## [Exercise task]
Pick out every line below that contains the string "statue", and copy each one. Case counts.

=-=-=

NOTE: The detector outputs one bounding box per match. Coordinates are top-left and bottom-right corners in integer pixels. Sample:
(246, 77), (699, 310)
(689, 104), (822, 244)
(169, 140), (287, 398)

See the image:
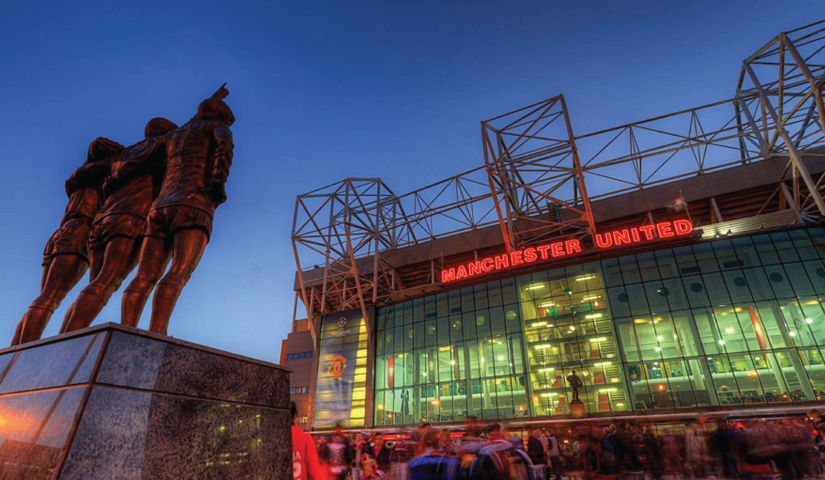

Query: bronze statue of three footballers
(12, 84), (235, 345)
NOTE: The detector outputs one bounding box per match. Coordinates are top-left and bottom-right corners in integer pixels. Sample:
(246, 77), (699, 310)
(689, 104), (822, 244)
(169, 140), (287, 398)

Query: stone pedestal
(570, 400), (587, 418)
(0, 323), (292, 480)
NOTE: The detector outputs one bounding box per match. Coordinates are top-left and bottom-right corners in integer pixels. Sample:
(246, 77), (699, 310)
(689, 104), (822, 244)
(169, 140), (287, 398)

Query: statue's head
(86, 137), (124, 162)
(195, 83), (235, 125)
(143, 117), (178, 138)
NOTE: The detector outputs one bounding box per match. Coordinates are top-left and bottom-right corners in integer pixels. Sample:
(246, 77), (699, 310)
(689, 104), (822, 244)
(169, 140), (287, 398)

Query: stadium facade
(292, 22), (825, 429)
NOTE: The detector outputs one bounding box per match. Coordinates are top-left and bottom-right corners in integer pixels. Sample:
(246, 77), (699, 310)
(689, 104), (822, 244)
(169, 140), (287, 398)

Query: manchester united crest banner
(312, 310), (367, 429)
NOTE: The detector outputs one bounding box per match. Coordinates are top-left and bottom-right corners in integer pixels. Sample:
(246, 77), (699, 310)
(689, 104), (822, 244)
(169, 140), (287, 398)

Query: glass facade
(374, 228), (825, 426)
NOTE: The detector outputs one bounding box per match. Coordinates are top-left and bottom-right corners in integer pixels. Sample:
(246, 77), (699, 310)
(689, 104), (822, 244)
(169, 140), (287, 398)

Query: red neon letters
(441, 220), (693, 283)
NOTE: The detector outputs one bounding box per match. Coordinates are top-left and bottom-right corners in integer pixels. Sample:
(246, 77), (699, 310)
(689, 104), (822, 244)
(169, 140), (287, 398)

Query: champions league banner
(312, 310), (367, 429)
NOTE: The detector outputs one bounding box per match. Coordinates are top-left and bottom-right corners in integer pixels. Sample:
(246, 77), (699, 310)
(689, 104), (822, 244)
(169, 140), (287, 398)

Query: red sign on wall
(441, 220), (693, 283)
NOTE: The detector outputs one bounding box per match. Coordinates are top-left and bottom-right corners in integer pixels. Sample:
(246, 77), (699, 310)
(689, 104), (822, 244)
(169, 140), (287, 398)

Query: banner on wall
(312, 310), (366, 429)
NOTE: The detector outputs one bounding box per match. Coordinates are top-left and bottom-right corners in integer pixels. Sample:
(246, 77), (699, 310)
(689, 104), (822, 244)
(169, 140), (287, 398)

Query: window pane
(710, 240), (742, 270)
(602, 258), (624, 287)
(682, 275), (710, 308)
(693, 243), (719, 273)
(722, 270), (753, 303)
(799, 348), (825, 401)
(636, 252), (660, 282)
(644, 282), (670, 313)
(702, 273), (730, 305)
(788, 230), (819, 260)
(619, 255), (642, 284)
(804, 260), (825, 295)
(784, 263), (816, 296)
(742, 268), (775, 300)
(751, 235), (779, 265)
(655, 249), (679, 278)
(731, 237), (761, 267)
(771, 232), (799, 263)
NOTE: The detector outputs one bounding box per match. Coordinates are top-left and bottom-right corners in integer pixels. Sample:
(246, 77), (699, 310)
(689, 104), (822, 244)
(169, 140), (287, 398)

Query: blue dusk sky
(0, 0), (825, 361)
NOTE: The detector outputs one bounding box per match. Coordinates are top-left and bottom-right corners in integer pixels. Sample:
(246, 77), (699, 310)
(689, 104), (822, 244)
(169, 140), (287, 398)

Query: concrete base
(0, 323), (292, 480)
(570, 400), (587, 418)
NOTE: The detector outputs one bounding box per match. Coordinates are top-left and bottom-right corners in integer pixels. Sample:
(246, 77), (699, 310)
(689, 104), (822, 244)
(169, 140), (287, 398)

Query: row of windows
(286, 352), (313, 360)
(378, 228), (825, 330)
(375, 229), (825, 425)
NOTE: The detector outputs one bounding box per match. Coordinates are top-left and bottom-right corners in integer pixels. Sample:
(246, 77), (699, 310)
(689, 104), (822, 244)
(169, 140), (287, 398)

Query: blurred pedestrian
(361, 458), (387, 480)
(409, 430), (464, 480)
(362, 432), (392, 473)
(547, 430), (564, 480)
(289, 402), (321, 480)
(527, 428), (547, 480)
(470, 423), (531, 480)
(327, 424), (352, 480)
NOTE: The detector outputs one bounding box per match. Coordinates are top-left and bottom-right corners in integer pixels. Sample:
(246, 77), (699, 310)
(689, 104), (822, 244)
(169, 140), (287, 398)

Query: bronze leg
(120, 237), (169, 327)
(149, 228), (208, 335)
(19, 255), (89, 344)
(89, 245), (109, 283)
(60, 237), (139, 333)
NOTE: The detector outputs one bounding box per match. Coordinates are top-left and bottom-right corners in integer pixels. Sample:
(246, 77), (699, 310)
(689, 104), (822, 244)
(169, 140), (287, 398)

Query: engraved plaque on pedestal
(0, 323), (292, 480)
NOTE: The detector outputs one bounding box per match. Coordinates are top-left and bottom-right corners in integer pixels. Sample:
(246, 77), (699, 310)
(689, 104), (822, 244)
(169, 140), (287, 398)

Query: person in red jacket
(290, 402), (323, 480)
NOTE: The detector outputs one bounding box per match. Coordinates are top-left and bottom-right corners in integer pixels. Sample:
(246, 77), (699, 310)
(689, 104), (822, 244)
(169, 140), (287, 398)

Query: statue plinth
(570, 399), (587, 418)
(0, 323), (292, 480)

=-=-=

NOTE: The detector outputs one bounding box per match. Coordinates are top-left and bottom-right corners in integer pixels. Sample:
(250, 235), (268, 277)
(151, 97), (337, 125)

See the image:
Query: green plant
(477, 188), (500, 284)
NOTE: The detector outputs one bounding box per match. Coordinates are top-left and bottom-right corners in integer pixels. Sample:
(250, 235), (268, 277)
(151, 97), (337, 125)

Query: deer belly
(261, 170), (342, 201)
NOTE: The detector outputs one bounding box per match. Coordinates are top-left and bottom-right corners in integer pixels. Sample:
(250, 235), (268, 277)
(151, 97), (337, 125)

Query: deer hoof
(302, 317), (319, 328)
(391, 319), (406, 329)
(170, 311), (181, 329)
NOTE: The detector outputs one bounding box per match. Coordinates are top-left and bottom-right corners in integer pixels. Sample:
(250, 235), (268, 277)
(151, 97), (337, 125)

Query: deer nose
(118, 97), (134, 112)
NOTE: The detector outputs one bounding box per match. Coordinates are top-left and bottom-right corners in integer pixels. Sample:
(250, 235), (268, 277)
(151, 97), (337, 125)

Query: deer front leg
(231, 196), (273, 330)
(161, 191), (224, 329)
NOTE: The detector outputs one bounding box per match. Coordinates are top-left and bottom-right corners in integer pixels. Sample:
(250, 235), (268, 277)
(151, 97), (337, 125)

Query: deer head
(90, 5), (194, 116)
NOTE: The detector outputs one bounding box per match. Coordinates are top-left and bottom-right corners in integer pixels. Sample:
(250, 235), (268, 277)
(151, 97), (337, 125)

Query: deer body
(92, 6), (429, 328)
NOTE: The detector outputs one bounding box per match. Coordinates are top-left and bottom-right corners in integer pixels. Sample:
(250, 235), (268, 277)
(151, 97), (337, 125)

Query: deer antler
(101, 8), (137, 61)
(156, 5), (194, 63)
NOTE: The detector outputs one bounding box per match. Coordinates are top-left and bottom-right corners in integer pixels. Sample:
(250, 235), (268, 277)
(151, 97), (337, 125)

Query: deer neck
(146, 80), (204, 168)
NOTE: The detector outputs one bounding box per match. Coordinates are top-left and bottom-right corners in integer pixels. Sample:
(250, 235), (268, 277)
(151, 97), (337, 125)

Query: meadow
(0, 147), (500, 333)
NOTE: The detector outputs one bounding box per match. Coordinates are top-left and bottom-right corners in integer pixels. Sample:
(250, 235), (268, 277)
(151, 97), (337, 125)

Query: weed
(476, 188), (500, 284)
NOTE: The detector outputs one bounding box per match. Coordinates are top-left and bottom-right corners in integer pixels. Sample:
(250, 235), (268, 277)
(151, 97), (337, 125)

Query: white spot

=-=-=

## [Exercise answer]
Query: bronze statue of three footballers
Query: statue's head
Query: statue plinth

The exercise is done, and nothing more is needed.